What the task asks
Please gather each line of the records below that contains the word "white". Case counts.

Extracted entries
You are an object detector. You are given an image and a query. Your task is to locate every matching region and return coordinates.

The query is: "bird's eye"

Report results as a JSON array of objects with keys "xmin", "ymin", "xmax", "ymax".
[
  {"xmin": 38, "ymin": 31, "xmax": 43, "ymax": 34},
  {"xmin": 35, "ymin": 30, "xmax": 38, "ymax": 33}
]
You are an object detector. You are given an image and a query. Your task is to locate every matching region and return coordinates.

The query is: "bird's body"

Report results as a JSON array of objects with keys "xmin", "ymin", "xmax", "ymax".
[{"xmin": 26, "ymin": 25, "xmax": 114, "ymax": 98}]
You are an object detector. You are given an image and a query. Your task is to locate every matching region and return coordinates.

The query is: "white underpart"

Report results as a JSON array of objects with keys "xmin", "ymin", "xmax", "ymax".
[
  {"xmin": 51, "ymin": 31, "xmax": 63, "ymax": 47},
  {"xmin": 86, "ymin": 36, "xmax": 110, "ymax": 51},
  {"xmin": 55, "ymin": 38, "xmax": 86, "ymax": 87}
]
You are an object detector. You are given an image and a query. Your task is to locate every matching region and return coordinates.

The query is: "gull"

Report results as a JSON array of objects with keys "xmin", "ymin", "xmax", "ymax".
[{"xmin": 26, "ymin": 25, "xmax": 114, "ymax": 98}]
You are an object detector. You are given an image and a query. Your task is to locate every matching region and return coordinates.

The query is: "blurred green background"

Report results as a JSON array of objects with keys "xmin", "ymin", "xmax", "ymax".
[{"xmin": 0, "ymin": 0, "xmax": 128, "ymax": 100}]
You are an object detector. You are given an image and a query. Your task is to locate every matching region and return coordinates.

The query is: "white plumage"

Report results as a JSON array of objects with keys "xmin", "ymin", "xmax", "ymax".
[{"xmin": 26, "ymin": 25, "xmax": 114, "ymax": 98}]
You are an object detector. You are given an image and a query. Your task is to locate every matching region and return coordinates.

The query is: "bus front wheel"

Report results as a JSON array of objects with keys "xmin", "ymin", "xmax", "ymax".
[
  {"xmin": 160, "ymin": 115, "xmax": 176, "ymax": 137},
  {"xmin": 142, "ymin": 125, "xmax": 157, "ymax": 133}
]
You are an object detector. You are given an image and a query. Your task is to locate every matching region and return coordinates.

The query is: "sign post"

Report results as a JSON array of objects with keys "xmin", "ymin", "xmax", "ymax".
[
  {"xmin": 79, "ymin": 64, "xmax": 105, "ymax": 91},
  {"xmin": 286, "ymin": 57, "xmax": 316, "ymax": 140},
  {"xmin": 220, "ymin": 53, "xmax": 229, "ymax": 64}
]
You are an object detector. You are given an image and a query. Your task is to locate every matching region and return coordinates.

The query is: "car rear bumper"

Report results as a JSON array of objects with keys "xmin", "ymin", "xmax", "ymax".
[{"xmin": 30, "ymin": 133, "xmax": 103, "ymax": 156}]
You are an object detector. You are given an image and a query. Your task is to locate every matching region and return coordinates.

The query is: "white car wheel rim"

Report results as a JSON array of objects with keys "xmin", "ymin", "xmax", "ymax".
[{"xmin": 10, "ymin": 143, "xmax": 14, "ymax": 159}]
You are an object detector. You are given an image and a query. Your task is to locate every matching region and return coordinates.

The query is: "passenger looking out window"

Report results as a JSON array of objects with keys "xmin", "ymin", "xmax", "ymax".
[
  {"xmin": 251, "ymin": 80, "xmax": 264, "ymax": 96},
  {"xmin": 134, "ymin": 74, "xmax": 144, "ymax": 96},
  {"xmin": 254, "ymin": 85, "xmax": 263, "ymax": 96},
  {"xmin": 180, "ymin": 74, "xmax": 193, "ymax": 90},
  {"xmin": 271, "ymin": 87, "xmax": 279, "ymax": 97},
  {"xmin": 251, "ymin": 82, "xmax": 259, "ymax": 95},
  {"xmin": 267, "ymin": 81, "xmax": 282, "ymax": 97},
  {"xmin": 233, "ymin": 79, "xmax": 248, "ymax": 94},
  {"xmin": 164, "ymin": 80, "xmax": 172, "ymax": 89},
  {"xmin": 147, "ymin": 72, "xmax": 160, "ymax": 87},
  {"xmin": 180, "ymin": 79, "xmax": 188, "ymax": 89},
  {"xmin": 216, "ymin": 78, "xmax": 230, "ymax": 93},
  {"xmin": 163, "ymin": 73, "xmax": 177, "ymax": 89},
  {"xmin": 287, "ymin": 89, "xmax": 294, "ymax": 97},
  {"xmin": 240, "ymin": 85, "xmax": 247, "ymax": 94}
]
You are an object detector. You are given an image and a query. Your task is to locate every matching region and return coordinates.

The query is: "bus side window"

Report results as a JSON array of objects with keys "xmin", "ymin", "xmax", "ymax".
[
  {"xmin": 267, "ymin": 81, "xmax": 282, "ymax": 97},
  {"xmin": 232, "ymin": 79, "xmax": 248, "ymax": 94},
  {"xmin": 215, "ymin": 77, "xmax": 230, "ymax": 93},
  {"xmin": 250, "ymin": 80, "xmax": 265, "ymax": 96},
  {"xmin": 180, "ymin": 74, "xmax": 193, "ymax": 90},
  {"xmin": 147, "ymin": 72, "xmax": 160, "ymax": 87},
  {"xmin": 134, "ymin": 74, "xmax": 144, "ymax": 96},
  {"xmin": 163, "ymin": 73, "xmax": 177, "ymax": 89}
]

Result of the task
The query is: "white underpart"
The query is: "white plumage"
The query is: "white car wheel rim"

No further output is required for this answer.